> WHAT YOU SHOULD DO: Copy the listing exactly, leaving out every picture.

┌──

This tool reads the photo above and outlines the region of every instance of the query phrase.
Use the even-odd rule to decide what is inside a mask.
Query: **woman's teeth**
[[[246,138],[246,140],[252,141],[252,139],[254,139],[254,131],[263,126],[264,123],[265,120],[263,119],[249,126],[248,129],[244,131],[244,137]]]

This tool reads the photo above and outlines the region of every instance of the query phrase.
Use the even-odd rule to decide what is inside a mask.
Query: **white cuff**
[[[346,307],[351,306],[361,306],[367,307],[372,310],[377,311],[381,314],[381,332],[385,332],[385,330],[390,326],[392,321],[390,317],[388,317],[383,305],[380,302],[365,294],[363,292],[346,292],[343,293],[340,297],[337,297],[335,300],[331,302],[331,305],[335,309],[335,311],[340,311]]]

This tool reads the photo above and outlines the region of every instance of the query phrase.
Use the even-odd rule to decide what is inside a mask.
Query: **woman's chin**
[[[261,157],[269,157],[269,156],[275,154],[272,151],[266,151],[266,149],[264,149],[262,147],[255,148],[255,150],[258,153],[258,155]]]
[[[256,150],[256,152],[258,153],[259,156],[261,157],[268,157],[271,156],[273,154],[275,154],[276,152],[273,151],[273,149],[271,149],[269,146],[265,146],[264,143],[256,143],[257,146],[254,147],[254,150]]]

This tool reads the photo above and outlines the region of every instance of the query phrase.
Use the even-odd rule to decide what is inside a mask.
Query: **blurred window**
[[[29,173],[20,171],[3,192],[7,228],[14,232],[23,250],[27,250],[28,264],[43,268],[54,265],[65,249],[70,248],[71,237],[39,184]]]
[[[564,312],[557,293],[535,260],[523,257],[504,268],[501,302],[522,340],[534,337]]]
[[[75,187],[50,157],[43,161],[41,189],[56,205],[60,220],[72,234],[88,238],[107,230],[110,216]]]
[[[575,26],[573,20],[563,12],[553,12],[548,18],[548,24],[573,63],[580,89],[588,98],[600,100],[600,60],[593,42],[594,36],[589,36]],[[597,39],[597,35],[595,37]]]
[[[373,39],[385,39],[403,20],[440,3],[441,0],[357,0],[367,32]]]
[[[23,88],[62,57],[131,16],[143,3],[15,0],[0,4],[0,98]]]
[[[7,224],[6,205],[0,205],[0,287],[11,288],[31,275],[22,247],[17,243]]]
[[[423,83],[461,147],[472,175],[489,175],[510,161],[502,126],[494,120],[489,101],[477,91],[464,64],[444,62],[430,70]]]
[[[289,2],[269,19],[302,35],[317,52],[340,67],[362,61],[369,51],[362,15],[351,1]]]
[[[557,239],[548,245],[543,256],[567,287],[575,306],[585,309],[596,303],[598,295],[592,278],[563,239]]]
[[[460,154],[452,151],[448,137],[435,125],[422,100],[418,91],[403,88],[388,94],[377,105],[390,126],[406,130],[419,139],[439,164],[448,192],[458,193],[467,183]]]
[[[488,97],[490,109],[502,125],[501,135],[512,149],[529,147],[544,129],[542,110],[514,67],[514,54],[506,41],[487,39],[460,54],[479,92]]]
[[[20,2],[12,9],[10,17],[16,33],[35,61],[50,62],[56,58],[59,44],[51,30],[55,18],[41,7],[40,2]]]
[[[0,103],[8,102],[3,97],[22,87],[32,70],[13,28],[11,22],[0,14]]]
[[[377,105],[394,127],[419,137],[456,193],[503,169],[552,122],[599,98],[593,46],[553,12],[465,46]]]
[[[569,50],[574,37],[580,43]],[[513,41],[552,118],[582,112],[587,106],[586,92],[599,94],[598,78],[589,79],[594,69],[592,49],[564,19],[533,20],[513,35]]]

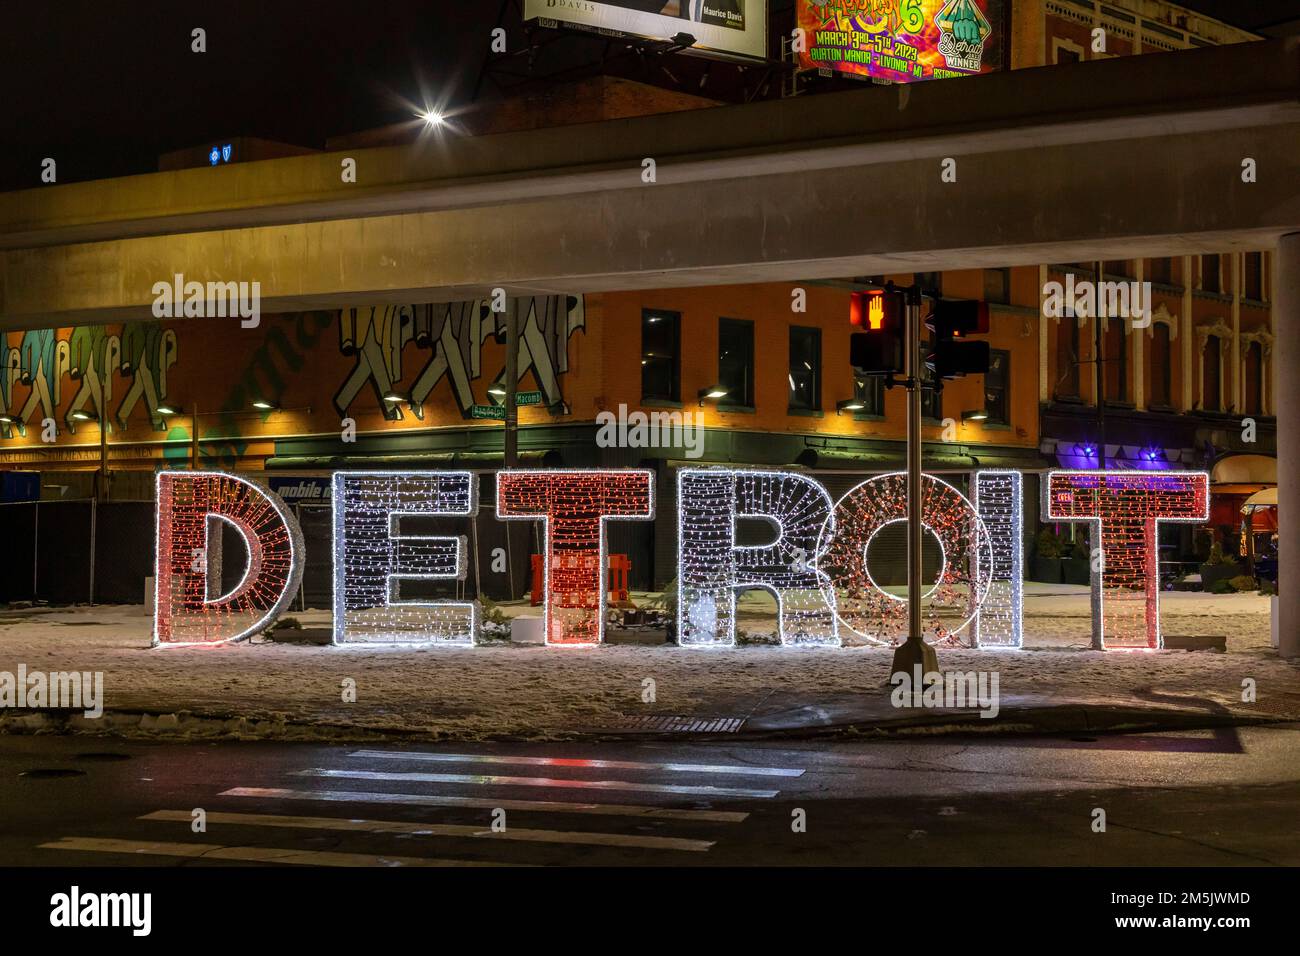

└──

> RESULT FOR THIS EXERCISE:
This tool reads the photo above and outlines the region of every instance of the query phrase.
Use the even-odd rule to decide what is inside a mask.
Query: **woman's teeth**
[[[246,138],[246,140],[252,141],[252,139],[254,139],[254,131],[263,126],[264,123],[265,120],[263,119],[249,126],[248,129],[244,131],[244,137]]]

This tool reads the photo above and outlines the region of every instance of the query phrase.
Use the even-odd rule to decide what is inside a mask.
Query: **white cuff**
[[[346,307],[351,306],[361,306],[367,307],[372,310],[377,311],[381,314],[381,332],[385,332],[385,330],[390,326],[392,321],[390,317],[388,317],[383,305],[380,302],[365,294],[363,292],[346,292],[343,293],[340,297],[337,297],[335,300],[331,302],[331,305],[335,309],[335,311],[340,311]]]

This tool reads the photo above and outlines the region of every instance of the query phrase.
Use the even-odd rule to decide what is inside a mask.
Query: **woman's chin**
[[[261,157],[269,157],[269,156],[275,154],[272,151],[266,151],[266,149],[264,149],[262,147],[255,148],[255,150],[258,153],[258,155]]]
[[[256,150],[256,152],[258,153],[259,156],[261,157],[268,157],[271,156],[273,154],[275,154],[276,152],[273,151],[273,149],[271,149],[269,146],[265,146],[264,143],[256,143],[257,146],[254,147],[254,150]]]

This tool reads the photo above and outlines the region of every instance of the query phrase.
Use the even-odd rule to decide what is inside a mask.
Query: **blurred window**
[[[29,173],[20,171],[3,192],[7,228],[14,232],[23,250],[27,250],[28,264],[43,268],[54,265],[65,249],[70,248],[71,237],[39,184]]]
[[[564,312],[557,293],[535,260],[523,257],[504,268],[501,302],[522,340],[534,337]]]
[[[75,187],[50,157],[43,161],[41,189],[56,205],[60,220],[72,234],[88,238],[107,230],[110,216]]]
[[[575,26],[573,20],[563,12],[553,12],[548,18],[548,24],[573,63],[580,89],[588,98],[600,100],[600,60],[593,42],[594,36],[589,36]],[[597,39],[597,35],[595,37]]]
[[[373,39],[385,39],[403,20],[440,3],[441,0],[357,0],[367,32]]]
[[[23,88],[62,57],[131,16],[143,3],[15,0],[0,4],[0,98]]]
[[[7,224],[6,205],[0,205],[0,287],[11,288],[31,275],[22,247],[17,243]]]
[[[423,83],[461,147],[472,175],[489,175],[510,161],[502,126],[494,120],[489,101],[477,91],[464,64],[444,62],[430,70]]]
[[[289,2],[269,19],[302,35],[317,52],[340,67],[362,61],[369,51],[362,15],[351,1]]]
[[[557,239],[548,245],[543,256],[567,287],[575,306],[585,309],[596,303],[598,295],[592,278],[563,239]]]
[[[460,154],[452,151],[448,137],[435,125],[422,100],[418,91],[403,88],[388,94],[377,105],[390,126],[406,130],[419,139],[439,164],[448,192],[458,193],[467,183]]]
[[[488,97],[490,109],[502,125],[501,135],[512,149],[529,147],[544,129],[542,110],[514,67],[514,54],[506,41],[487,39],[460,54],[479,92]]]
[[[20,2],[12,9],[10,17],[16,33],[35,61],[50,62],[56,58],[59,44],[51,30],[55,18],[41,7],[40,2]]]
[[[0,103],[8,102],[3,97],[22,87],[32,70],[13,28],[11,22],[0,14]]]
[[[377,105],[394,127],[419,137],[456,193],[503,169],[552,122],[599,98],[593,46],[553,12],[465,46]]]
[[[569,50],[574,37],[580,43]],[[513,41],[552,118],[582,112],[587,106],[586,92],[599,94],[598,78],[589,79],[594,69],[592,49],[564,19],[533,20],[513,35]]]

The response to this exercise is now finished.